(WHAT IS BEING ASKED): Put every line of the listing below into a Markdown table with two columns, Number and Content. Number the rows in order and leave out blank lines.

(DATA FOR THIS TASK):
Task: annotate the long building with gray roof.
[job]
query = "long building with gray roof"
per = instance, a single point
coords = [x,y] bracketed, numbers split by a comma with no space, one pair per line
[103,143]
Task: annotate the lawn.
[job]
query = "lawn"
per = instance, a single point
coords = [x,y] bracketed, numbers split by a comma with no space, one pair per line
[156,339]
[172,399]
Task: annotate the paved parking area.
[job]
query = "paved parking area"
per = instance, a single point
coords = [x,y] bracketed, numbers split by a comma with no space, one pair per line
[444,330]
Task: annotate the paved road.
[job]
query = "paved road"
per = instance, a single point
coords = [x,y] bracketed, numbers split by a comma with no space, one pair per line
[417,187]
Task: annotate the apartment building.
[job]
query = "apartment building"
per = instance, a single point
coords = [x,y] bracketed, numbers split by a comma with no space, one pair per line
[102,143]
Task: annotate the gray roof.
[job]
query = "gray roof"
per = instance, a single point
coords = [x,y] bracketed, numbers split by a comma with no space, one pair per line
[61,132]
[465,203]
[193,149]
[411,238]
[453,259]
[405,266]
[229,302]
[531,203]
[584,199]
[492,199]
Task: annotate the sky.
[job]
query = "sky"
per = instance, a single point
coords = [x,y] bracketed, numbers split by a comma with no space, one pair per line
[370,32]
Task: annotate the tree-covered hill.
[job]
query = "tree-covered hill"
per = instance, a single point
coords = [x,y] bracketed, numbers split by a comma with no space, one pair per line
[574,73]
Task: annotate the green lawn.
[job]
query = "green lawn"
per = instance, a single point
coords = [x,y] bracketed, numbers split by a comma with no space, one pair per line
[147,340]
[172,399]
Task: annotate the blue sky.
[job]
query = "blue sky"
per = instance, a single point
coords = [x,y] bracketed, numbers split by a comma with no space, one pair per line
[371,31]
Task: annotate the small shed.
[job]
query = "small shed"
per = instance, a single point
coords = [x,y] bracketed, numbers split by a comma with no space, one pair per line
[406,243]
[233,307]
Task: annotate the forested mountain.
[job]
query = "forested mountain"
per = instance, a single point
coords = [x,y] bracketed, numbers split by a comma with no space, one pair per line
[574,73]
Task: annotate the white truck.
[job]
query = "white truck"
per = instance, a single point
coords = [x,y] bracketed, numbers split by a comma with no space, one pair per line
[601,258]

(WORKED ANSWER):
| Number | Content |
|---|---|
| 1 | Task: annotate the long building with gray roof. |
| 2 | [job] |
| 3 | query = "long building with gray roof" |
| 4 | per = instance, a single point |
| 5 | coords = [x,y] bracketed, numbers split by a comma with no space, one pair per line |
| 6 | [103,143] |
| 7 | Task: annotate the lawn. |
| 8 | [job] |
| 9 | query = "lawn" |
| 10 | per = instance, a single point |
| 11 | coords = [x,y] bracketed, numbers split by a comma with no space, one pair per line |
| 12 | [156,339] |
| 13 | [172,399] |
| 14 | Task: annotate the paved parking area. |
| 15 | [job] |
| 16 | query = "paved parking area" |
| 17 | per = instance, a single point |
| 18 | coords = [x,y] bracketed, numbers split by a comma with no space, one pair per line |
| 19 | [444,330] |
| 20 | Task: annotate the paved road. |
| 21 | [job] |
| 22 | query = "paved road" |
| 23 | per = instance, a single point |
| 24 | coords = [x,y] bracketed, numbers split by a comma with no space, one pair per line |
| 25 | [417,187] |
| 26 | Task: annotate the apartment building. |
| 27 | [job] |
| 28 | query = "apartment building" |
| 29 | per = instance, a single point |
| 30 | coords = [x,y] bracketed, numbers split by a comma with no space, one pair per line |
| 31 | [102,143] |
| 32 | Task: annotate the gray roof. |
| 33 | [job] |
| 34 | query = "gray roof" |
| 35 | per = instance, a single point |
| 36 | coords = [x,y] bracketed, numbers split by a comma with no space, one pair per line |
| 37 | [61,132] |
| 38 | [465,203] |
| 39 | [193,149] |
| 40 | [411,238] |
| 41 | [453,259] |
| 42 | [405,266] |
| 43 | [229,302] |
| 44 | [531,203] |
| 45 | [584,199] |
| 46 | [492,199] |
| 47 | Task: annotate the sky. |
| 48 | [job] |
| 49 | query = "sky" |
| 50 | per = instance, a single point |
| 51 | coords = [x,y] bracketed, numbers split by a comma with no space, one pair per line |
| 52 | [370,32] |
| 53 | Task: annotate the tree-covered hill. |
| 54 | [job] |
| 55 | query = "tree-covered hill" |
| 56 | per = instance, a single point |
| 57 | coords = [x,y] bracketed, numbers split by a comma with no space, one pair per line |
| 58 | [574,73] |
| 59 | Task: annotate the green lawn. |
| 60 | [job] |
| 61 | query = "green lawn" |
| 62 | per = instance, a single point |
| 63 | coords = [x,y] bracketed, numbers split by a comma with no space, one pair per line |
| 64 | [147,340] |
| 65 | [172,399] |
| 66 | Task: annotate the blue sky. |
| 67 | [job] |
| 68 | query = "blue sky" |
| 69 | per = instance, a single point |
| 70 | coords = [x,y] bracketed, numbers split by a comma with no space, one pair per line |
| 71 | [371,31] |
| 72 | Task: annotate the small shed. |
| 73 | [job] |
| 74 | query = "small shed" |
| 75 | per = instance, a single point |
| 76 | coords = [x,y] bracketed, numbers split by a comma with no space, one pair per line |
| 77 | [406,243] |
| 78 | [233,307] |
| 79 | Task: annotate the forested mountain. |
| 80 | [job] |
| 81 | query = "forested mountain" |
| 82 | per = instance, a single point |
| 83 | coords = [x,y] bracketed, numbers split by a comma with no space, one pair per line |
| 84 | [574,73] |
| 85 | Task: annotate the white truck. |
| 86 | [job] |
| 87 | query = "white truck" |
| 88 | per = instance, a single point |
| 89 | coords = [x,y] bracketed, numbers split by a comma with no space, one pair per line |
| 90 | [601,258] |